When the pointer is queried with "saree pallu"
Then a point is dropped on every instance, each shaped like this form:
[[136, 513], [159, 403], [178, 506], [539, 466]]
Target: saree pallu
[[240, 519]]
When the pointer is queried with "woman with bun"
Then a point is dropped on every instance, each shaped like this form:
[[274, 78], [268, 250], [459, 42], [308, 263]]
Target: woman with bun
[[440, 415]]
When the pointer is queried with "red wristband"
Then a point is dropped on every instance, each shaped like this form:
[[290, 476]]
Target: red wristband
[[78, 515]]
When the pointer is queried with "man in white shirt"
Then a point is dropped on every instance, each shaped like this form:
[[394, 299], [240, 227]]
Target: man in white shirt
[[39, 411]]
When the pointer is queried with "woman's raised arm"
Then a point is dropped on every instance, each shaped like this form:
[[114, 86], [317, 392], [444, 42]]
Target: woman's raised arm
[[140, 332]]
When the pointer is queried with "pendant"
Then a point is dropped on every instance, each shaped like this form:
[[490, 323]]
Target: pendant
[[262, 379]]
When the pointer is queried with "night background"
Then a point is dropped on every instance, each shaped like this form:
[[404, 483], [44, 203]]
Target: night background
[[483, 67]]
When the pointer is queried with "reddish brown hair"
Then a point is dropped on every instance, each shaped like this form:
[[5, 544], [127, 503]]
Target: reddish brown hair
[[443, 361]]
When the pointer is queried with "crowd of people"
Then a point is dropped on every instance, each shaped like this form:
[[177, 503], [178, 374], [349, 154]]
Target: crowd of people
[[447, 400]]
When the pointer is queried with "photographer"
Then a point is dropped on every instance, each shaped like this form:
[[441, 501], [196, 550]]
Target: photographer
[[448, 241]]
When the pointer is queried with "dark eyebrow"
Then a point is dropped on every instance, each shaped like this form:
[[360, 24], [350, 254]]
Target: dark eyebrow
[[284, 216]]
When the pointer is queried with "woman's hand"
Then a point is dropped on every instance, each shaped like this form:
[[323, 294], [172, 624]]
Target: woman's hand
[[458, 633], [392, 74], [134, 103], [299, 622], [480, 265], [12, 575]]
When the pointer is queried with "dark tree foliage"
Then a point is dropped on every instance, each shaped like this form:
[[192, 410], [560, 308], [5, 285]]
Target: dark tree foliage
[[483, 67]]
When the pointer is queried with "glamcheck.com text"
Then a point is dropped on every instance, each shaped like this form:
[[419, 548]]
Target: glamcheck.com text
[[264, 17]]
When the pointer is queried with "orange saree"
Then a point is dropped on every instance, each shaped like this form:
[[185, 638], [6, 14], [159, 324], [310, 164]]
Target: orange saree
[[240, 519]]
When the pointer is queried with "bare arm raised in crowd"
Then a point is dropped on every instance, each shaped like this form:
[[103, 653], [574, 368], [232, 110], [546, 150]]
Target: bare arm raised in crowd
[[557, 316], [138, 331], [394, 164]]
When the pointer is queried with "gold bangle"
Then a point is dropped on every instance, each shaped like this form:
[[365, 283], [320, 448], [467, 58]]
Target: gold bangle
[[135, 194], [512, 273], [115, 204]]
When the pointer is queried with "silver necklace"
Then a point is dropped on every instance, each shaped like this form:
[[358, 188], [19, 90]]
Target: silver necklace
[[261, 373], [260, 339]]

WHAT YOU ARE ASKED TO DO =>
Set down each line of the material above without a single alteration.

EXERCISE SOLUTION =>
When the pointer is queried with "saree pallu"
Then a point is dropped on every instance, each shaped like this form:
[[136, 513], [159, 403], [178, 506], [539, 466]]
Target: saree pallu
[[240, 519]]
When the pointer is queried with "woman with bun"
Then a point is dropped on every instance, each shaped like this form:
[[274, 78], [268, 250], [459, 42], [308, 263]]
Target: woman with bun
[[440, 415]]
When the pointer is queried with "red wristband"
Then a point is dropped on every instance, each shaped like this form:
[[290, 476]]
Target: red wristband
[[78, 515]]
When the pointer is queried with "man in white shirt"
Then a point is dropped on every instance, each shaped like this form:
[[394, 299], [240, 227]]
Target: man in white shirt
[[39, 411]]
When the pointer is queried with "woman's raised arm"
Then a point is dropped on every instance, each shaped like this form:
[[114, 86], [317, 392], [444, 42]]
Target: woman's raised arm
[[140, 332]]
When the pointer is queried with "pendant"
Then a point is dropped on every instance, each shaped like this form:
[[490, 323]]
Target: pendant
[[262, 379]]
When the pointer is queried with "night background"
Then a point is dropped on every instance, each shaped like this form:
[[404, 483], [44, 203]]
Target: night background
[[483, 67]]
When the pointer is queried with "reddish brown hair"
Then a point is dropped on every instance, each shaped like this form:
[[5, 544], [127, 503]]
Target: reddish brown hair
[[443, 361]]
When the pointer is queried with "crowd of people"
Then a point is dropped on every instance, each shaped like this form:
[[177, 503], [178, 374], [349, 154]]
Target: crowd of people
[[447, 400]]
When the pointer is queried with "photographer"
Then a point is dropped on every instance, each shaped like this form:
[[441, 501], [196, 550]]
Target: photographer
[[448, 241]]
When the pointer is queried with "dark eyebrow"
Then a point is dropped on every instance, each shaped like this form:
[[360, 24], [350, 254]]
Target: dark eyebrow
[[284, 216]]
When the pointer is queried with "woman's hand"
Then a point is dropped on every instance, each shaped like this form:
[[323, 294], [172, 624]]
Target: woman's hand
[[458, 633], [392, 74], [134, 103], [299, 622], [480, 265], [12, 575]]
When the pointer is queried with "dark tree foliage"
Then a point is dropped on every instance, each shaped like this form:
[[192, 410], [560, 308], [5, 285]]
Target: dark tree foliage
[[483, 67]]
When the pointer is queried with "glamcheck.com text"
Then a point is dropped on every instance, each shaped like this form:
[[419, 548]]
Target: glamcheck.com text
[[264, 17]]
When the pointer is queried with "orange saree"
Then a point is dropped on every instance, each shaped like this form:
[[185, 638], [6, 14], [159, 324], [310, 164]]
Target: orange saree
[[240, 519]]
When the pointer is queried with "bare arm raised in crowd"
Then a point is dropped on every instance, each shaped like this form:
[[103, 653], [574, 368], [232, 110], [546, 150]]
Target: bare arm raised in crowd
[[557, 316], [138, 331], [394, 164]]
When the pointer is queried with "gold bangle"
Then a point is dropped on every instance, each shaped like this form:
[[365, 283], [320, 448], [467, 58]]
Target: gold bangle
[[135, 194], [512, 273], [115, 204]]
When the pointer is queried with "silver necklace"
Then a point is dropped on every instance, each shaped like this form:
[[358, 188], [19, 90]]
Target: silver necklace
[[261, 373], [260, 339]]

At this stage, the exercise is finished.